* BEGIN *

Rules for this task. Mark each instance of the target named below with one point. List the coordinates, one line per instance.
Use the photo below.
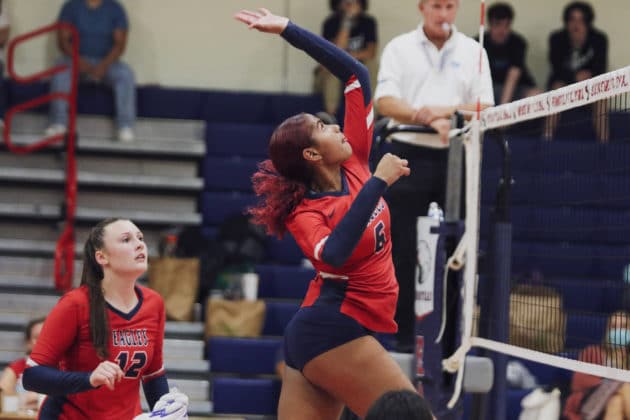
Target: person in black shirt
(576, 53)
(353, 30)
(506, 52)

* END *

Substitute "occurrence" for "instance" throughout the material above, keeping every other word unchanged. Write the material out again without the pictures.

RESPONSE BELOW —
Rules for this task. Mark each occurrence of the target named below with one point. List the coordinates, one line per occurrence.
Use the photo below.
Target: person in black shirt
(576, 53)
(353, 30)
(506, 52)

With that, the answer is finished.